Start of Dataset content

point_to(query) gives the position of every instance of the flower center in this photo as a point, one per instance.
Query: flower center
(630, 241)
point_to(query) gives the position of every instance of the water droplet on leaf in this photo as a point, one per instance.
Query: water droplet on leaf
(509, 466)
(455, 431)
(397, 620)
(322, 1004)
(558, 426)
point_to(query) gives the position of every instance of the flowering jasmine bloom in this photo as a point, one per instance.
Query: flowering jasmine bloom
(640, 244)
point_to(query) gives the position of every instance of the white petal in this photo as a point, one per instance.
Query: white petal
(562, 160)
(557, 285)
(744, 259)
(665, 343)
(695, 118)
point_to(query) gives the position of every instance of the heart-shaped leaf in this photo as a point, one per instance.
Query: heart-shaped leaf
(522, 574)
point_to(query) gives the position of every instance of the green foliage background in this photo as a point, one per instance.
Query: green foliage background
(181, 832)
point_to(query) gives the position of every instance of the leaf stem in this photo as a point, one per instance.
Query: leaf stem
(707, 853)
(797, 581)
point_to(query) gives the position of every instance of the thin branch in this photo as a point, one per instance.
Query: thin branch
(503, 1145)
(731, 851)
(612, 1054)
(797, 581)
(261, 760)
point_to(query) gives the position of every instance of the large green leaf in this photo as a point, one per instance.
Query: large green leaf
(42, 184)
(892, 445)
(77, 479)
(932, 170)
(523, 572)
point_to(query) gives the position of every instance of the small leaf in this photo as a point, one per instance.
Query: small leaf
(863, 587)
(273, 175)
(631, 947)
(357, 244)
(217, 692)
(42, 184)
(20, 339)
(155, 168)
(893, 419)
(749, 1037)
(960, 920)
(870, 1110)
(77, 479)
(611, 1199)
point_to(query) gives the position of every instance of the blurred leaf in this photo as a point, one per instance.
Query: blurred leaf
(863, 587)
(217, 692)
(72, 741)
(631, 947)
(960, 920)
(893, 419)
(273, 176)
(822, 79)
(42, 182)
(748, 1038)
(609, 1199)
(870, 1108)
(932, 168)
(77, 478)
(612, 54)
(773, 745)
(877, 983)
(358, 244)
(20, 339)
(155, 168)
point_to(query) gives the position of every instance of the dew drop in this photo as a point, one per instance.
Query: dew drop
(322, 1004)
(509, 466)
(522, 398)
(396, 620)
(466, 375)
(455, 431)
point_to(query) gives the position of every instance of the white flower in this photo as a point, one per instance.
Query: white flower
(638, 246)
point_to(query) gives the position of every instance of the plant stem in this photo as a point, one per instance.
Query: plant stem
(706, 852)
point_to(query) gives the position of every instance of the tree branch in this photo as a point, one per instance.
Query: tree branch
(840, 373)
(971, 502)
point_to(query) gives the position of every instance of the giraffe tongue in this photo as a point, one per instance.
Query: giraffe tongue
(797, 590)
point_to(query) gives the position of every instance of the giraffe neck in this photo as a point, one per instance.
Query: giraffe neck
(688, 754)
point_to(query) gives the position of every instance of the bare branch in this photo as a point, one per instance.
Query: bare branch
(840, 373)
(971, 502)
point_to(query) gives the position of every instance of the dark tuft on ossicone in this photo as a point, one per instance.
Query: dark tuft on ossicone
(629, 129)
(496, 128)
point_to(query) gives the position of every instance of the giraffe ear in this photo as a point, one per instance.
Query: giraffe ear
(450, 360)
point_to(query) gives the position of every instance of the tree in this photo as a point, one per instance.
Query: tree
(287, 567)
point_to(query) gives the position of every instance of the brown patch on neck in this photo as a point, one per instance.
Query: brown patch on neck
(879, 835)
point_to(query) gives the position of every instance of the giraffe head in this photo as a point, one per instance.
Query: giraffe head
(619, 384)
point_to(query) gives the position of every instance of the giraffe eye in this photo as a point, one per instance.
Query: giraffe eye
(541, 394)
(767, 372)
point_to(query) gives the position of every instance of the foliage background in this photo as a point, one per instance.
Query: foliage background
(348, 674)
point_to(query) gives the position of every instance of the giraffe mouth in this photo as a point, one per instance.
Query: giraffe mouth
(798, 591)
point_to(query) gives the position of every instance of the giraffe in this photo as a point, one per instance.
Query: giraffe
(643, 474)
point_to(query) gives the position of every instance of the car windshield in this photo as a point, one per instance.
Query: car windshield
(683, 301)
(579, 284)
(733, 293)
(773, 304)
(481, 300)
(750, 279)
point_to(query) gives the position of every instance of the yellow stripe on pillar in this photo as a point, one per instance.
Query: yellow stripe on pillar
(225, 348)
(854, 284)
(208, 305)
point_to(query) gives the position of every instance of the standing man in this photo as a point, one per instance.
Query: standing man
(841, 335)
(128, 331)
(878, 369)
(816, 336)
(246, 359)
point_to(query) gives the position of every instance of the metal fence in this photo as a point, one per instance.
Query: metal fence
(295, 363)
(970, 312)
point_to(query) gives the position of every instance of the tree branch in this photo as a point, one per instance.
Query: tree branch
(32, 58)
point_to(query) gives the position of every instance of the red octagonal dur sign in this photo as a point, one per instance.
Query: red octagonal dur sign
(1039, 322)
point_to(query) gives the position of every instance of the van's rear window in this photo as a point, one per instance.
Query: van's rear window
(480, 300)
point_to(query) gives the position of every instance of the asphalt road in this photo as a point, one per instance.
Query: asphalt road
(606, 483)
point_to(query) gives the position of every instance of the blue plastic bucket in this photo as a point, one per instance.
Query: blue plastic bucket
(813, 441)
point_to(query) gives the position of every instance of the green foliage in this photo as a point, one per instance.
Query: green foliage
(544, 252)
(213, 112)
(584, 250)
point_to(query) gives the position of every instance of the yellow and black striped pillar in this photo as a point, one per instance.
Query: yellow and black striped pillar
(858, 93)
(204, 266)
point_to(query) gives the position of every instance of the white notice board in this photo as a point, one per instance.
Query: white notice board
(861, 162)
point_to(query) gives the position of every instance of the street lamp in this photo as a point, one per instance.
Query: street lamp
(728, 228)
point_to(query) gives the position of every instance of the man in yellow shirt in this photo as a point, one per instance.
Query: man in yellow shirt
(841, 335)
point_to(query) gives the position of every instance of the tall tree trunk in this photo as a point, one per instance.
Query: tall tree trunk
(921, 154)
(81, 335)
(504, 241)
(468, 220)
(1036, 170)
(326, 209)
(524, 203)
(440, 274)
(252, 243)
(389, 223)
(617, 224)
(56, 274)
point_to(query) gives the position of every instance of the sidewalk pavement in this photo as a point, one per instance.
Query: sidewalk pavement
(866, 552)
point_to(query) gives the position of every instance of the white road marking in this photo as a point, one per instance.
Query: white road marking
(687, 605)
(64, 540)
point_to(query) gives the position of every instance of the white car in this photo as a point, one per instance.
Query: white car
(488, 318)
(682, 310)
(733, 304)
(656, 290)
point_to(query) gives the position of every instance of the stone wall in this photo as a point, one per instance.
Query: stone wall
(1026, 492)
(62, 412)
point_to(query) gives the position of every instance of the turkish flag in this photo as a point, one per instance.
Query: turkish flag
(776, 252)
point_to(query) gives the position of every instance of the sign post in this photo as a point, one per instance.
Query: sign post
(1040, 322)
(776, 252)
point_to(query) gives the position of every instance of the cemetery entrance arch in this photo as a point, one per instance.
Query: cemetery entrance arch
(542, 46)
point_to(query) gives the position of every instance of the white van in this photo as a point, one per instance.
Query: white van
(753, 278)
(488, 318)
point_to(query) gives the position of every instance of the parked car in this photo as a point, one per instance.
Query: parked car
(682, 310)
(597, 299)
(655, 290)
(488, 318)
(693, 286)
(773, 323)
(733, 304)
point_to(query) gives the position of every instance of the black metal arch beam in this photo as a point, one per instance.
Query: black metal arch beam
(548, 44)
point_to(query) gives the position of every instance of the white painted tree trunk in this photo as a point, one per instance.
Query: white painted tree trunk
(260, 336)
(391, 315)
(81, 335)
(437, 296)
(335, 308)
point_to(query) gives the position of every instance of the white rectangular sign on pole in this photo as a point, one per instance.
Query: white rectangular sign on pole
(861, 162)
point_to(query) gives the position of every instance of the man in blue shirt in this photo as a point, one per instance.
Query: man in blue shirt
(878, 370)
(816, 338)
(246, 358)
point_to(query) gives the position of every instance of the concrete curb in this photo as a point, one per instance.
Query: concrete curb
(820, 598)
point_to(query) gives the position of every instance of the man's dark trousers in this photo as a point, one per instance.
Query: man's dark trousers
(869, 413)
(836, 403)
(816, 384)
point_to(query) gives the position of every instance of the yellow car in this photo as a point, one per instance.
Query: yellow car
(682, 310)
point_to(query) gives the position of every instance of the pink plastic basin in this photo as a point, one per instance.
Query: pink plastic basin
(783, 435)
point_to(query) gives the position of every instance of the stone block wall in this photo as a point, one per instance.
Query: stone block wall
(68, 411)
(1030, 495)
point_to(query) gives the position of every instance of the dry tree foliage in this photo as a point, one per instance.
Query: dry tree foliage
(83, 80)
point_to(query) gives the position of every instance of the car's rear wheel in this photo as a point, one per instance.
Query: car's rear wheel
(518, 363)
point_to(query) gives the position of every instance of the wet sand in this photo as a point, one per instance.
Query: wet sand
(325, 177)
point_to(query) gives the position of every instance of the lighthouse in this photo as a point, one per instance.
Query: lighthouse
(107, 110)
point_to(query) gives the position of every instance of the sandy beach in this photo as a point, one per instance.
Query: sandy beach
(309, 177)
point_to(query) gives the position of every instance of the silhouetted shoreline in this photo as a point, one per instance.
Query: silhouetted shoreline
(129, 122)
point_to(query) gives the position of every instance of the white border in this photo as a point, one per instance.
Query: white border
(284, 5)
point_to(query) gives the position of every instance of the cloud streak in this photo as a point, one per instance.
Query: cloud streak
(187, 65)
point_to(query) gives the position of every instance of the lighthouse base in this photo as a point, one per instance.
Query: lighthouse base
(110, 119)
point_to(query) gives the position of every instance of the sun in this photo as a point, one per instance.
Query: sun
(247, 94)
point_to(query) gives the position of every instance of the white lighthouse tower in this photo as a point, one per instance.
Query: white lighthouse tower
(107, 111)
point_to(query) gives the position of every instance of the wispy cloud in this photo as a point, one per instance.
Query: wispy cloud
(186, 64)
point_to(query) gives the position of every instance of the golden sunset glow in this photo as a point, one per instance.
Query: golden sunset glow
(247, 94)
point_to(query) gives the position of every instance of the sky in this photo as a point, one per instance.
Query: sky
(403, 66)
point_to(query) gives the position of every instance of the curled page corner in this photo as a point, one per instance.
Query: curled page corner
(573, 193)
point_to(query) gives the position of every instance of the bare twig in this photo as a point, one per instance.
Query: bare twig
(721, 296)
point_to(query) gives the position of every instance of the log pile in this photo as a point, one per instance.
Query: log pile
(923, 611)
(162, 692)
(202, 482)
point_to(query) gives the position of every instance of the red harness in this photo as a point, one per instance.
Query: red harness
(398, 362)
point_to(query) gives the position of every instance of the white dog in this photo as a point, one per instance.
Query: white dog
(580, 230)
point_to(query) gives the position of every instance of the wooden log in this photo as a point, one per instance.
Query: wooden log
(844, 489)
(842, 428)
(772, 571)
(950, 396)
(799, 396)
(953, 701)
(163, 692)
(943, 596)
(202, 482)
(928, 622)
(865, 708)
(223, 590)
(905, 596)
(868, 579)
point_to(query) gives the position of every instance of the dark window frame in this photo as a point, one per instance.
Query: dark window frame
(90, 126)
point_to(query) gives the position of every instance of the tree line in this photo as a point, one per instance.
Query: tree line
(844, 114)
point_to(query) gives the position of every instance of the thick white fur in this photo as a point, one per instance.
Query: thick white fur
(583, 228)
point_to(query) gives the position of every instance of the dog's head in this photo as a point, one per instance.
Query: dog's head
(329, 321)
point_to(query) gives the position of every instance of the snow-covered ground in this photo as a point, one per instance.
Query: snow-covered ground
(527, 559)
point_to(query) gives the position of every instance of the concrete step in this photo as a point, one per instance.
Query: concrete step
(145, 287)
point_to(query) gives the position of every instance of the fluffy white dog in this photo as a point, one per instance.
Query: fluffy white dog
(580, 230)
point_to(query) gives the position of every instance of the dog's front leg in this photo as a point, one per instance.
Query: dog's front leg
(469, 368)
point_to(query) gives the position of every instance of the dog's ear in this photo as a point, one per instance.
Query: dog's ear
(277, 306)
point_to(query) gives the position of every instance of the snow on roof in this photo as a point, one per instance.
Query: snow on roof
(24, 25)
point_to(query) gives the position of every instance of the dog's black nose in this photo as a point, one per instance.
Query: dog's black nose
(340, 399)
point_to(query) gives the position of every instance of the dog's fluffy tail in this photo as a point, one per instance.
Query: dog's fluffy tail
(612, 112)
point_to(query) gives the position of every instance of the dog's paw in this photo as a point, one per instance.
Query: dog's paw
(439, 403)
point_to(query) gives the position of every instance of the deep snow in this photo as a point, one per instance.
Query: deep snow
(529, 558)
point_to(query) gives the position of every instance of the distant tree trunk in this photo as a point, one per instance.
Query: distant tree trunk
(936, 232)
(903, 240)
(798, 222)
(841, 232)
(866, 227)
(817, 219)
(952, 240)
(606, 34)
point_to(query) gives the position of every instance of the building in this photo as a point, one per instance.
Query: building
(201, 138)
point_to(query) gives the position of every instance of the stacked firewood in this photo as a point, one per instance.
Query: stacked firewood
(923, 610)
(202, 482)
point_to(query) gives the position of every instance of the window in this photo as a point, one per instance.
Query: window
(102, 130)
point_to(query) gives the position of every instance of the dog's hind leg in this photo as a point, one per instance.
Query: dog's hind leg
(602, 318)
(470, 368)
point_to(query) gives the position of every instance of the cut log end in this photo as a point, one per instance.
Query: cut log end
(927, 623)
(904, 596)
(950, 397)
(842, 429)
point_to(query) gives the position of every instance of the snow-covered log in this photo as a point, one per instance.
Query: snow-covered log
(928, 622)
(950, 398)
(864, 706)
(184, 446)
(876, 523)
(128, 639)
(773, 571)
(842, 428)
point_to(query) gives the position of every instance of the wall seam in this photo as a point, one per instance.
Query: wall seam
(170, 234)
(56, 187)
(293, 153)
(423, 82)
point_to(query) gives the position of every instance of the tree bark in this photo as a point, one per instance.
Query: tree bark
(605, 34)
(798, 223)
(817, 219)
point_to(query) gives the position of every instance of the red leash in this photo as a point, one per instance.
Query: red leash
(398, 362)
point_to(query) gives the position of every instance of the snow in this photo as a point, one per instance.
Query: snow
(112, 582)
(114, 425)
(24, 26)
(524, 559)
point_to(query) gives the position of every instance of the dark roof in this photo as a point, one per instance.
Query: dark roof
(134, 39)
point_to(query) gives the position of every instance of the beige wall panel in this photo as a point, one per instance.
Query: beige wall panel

End of Dataset content

Work order: Please find, in the entries above, every line where "panel" occurs, and copy it.

Answer to the exercise:
point_to(query) gives the position of every instance of the beige wall panel in this photo as a point, one per instance.
Query: beige wall panel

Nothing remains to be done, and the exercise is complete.